Written problem ::
Count the lines below that contain the string "each", treating uppercase and lowercase as different. Give only the number.

Data for processing ::
= = = = = = =

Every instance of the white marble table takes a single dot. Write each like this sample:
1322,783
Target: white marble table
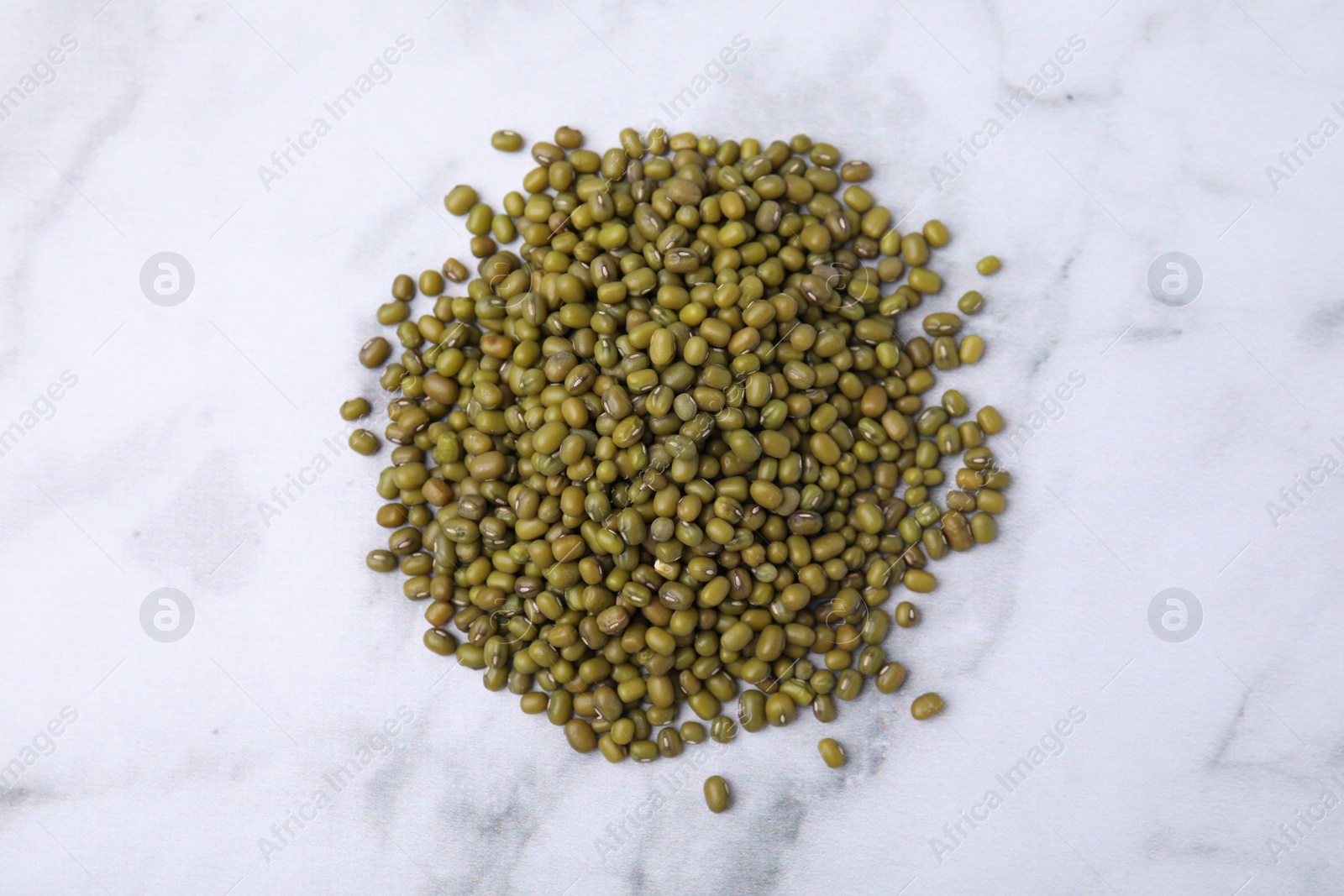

= = = = = = =

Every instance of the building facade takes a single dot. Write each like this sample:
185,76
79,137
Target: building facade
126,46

= = = = = = =

Result for this exercise ::
2